▶ [Required tasks]:
• 1. In the passage on the painter Maurice Braun, what are the words from "3. San Diego" up to and including "Art Museum, 1990)."? Copy them unchanged.
• 2. How might the passage on the painter Maurice Braun go on after its final line? Write a continuation.

▶ [Study text]:
^^^^^^^^
In the last years of his life Braun made a number of automobile trips through many states. He did the driving, yet the next morning before starting out again he made sketches of some aspect of the country through which they drove. There remain a large number of sketches of California and some forty-five sketches made in eleven states that include Oklahoma, Texas, Kansas, Colorado, Arizona, and Washington State. These sketches are often studies of arid and remote areas.15

For Maurice Braun there was always a quiet enjoyment of painting. He was a man of few words, yet despite his manner there was deep feeling and strong enthusiasms. As art historian John Kienitz observed:

It is impossible for [Braun] to look at what was small or large in nature, or among man’s things, without translating what he saw into lucid harmonious arrangement. Here, as elsewhere in his art, delicate relations of line, form, and color are simply signs of an even more exquisite fineness which he knew to be basic in nature. In the art of this man you may well find an oriental, even peculiarly Chinese bent. You may agree that he paints as an apostle of resignation whose spirit is like those men of Sung who could see the tragic in the turn of an autumn leaf and still, somehow, never be defeated by it.16

 


 

Notes

1. For details on Maurice Braun’s life, awards, and exhibitions see: Martin Petersen, Second Nature: Four San Diego Artists (San Diego: San Diego Museum of Art, 1991).

2. Nagy-Bittse was in Hungary at the time of Braun’s birth, however, after World War I when maps were redrawn the town became part of Czechoslovakia.

3. San Diego Union, June 8, 1911.

4. San Diego Evening Tribune, June 12, 1911.

5. San Diego Union, November 11, 1911.

6. William H. Gerdts, Ten American Painters (Spanierman Gallery, 1991).

7. Ibid.

8. For discussion on Braun’s strategy see: Joachim Smith, “The Splendid, Silent Sun: Reflections on the Light and Color of Southern California” in California Light, 1900-1930, exh. cat., Patricia Trenton and William H. Gerdts, eds. (Laguna Beach, Calif.: Laguna Art Museum, 1990).

9. William H. Gerdts, Masterworks of American Impressionism, exh. cat., (Einsiedeln, Switzerland: Thyssen-Bornemisza Foundation with Eidolon AG, 1991), 136. Braun was among the 25 outstanding American artists whose work was included in this exhibition.

10. John Fabian Kienitz, Maurice Braun, exh. cat. (San Francisco: M. H. de Young Memorial Museum, 1954).
^^^^^^^^
▶ [Input data]:

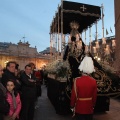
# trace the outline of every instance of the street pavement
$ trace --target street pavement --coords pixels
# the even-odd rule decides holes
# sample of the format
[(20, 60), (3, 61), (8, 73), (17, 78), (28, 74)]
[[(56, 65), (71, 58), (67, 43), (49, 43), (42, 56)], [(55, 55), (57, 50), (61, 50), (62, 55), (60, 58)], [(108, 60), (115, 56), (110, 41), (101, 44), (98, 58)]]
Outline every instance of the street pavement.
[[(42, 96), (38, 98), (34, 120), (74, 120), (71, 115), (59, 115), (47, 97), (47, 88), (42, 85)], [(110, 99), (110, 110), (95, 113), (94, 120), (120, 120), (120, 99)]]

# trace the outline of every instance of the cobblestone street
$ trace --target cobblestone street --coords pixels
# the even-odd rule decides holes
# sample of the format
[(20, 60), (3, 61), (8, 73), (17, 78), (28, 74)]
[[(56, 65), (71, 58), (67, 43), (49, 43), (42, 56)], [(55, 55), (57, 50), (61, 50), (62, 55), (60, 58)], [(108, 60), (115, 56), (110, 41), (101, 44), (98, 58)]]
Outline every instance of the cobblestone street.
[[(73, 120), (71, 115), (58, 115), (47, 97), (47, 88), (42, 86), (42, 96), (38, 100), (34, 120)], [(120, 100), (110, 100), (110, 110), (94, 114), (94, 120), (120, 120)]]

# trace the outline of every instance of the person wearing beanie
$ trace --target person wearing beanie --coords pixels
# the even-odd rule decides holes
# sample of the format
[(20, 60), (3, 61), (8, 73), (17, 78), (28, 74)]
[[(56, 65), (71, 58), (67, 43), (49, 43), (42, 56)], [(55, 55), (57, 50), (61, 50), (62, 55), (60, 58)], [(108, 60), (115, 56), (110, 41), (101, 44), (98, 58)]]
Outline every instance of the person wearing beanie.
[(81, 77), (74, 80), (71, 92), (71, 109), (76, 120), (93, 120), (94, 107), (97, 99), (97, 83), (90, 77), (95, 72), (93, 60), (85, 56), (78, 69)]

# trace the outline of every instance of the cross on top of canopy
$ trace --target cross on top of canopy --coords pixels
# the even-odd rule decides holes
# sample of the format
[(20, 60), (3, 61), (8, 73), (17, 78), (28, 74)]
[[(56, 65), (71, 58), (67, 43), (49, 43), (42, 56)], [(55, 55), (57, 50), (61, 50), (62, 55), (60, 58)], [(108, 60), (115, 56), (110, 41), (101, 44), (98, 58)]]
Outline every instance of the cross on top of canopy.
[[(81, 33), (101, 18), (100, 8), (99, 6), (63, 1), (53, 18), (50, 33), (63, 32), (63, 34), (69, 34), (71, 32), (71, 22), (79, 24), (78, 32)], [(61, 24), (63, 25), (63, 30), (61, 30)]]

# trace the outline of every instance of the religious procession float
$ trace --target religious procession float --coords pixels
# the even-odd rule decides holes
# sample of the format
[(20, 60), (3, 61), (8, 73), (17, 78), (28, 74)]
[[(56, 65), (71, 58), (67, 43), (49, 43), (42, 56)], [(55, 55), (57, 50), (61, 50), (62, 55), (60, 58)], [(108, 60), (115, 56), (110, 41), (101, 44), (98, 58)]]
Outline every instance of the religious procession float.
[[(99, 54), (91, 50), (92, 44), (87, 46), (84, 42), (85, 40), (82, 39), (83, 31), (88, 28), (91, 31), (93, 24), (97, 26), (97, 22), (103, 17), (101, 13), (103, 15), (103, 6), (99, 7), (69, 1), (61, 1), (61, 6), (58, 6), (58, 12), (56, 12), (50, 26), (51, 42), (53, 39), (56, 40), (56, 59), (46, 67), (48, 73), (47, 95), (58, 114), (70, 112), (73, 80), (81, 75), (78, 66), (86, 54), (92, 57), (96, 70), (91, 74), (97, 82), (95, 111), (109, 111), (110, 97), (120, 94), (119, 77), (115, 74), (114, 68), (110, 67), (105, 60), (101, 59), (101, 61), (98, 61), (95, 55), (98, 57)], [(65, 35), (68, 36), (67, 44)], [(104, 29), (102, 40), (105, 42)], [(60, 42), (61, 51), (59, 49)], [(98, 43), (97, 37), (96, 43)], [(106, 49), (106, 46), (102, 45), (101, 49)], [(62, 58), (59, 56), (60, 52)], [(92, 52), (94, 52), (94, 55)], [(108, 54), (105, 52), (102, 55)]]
^^^^^^^^
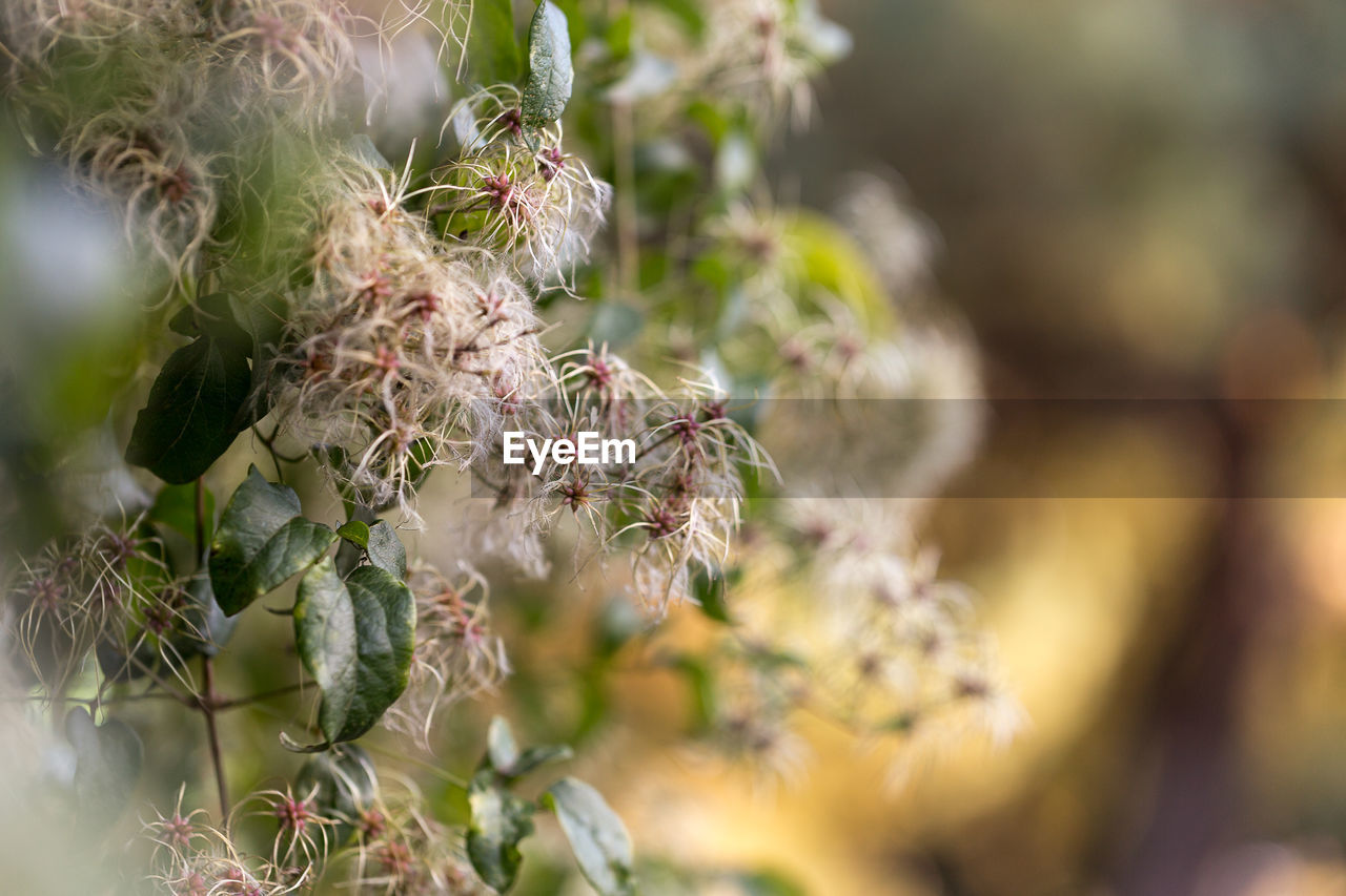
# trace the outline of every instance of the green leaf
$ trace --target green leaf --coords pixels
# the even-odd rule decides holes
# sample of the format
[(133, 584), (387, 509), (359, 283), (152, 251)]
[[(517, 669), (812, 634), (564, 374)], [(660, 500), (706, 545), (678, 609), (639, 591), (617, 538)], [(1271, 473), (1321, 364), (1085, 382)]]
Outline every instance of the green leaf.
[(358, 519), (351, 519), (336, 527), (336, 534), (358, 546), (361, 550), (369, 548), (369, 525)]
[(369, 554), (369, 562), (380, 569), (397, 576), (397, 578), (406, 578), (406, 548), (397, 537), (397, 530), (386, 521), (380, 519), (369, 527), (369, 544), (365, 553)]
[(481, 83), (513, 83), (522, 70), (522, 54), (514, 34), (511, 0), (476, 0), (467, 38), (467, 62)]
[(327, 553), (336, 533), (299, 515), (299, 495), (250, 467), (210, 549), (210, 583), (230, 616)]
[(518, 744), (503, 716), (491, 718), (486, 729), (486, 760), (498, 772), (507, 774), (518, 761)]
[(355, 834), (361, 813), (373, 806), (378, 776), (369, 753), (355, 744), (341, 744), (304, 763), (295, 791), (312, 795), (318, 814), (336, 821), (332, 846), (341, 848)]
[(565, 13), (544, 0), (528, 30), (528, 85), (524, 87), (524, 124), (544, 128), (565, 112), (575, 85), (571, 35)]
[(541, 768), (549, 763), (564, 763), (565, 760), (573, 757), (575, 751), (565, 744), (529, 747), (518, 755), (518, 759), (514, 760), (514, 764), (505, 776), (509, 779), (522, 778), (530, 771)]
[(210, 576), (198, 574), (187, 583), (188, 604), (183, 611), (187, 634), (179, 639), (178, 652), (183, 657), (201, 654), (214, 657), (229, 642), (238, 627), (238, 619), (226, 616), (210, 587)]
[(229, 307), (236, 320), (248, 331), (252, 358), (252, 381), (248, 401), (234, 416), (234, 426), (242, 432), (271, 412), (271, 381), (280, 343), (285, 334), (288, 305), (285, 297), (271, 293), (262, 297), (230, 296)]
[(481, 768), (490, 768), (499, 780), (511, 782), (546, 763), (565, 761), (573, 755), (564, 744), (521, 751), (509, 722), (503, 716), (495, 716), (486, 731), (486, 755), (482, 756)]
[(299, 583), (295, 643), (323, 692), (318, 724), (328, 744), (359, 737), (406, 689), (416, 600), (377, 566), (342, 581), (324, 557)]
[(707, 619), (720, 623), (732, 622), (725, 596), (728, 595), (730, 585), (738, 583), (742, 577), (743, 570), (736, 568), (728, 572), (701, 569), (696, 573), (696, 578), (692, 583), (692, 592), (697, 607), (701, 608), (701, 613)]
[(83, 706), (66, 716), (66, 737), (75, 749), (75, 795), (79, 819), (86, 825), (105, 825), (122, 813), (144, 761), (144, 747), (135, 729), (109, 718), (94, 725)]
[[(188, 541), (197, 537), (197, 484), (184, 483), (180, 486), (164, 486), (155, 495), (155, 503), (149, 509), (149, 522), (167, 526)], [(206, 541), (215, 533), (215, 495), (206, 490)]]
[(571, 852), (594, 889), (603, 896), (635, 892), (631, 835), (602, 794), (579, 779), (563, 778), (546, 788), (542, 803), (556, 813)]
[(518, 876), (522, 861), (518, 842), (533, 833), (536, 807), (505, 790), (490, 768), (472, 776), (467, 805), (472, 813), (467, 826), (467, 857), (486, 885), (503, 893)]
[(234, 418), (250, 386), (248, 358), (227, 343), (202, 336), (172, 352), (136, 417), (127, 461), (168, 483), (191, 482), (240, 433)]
^^^^^^^^
▶ [Answers to the problems]:
• 1.
3. San Diego Union, June 8, 1911.

4. San Diego Evening Tribune, June 12, 1911.

5. San Diego Union, November 11, 1911.

6. William H. Gerdts, Ten American Painters (Spanierman Gallery, 1991).

7. Ibid.

8. For discussion on Braun’s strategy see: Joachim Smith, “The Splendid, Silent Sun: Reflections on the Light and Color of Southern California” in California Light, 1900-1930, exh. cat., Patricia Trenton and William H. Gerdts, eds. (Laguna Beach, Calif.: Laguna Art Museum, 1990).

• 2.
11. Floyd Ratliff, Paul Signac and Color in Neo-Impressionism, including the first English edition of Paul Signac, From Eugène Delacroix to Neo-Impressionism, trans. Willa Silverman (New York: Rockefeller University Press, 1992).

12. For detailed information on the Theosophical Society in San Diego see: Emmett A. Greenwalt, The Point Loma Community in California 1897-1942: A Theosophical Experiment (Los Angeles and Berkeley: University of California Press, 1992).

13. Ibid., 124.

14. We have found particularly troubling and inaccurate the conclusions put forward by two different authors: Ilene Susan Fort in her essay “Altered State(s): California Art and the Inner World,” in Reading California: Art, Image, and Identity, 1900-2000 (Los Angeles: Los Angeles County Museum of Art, 2000), 31-49 and portions of Joachim Smith’s essay “The Splendid, Silent Sun: Reflections on the Light and Color of Southern California” in California Light, 1900-1930, exh. cat., Patricia Trenton and William H. Gerdts, eds. (Laguna Beach, Calif.: Laguna Art Museum, 1990), 88-89.

15. Three of these sketches are reproduced in this volume with the color plates.

16. Kienitz, Maurice Braun.

 

 

 


Charlotte Braun White and Ernest Boyer Braun are the two children of Maurice Braun and Hazel Boyer Braun. Dr. White’s graduate studies in art history at the Institute of Art History at New York University were interrupted by World War II. She later received her Ph.D. in Psychology. Ernest Braun is a noted photographer who has published several books of nature photography. Dr. White resides in San Diego, Mr. Braun lives in the San Francisco area.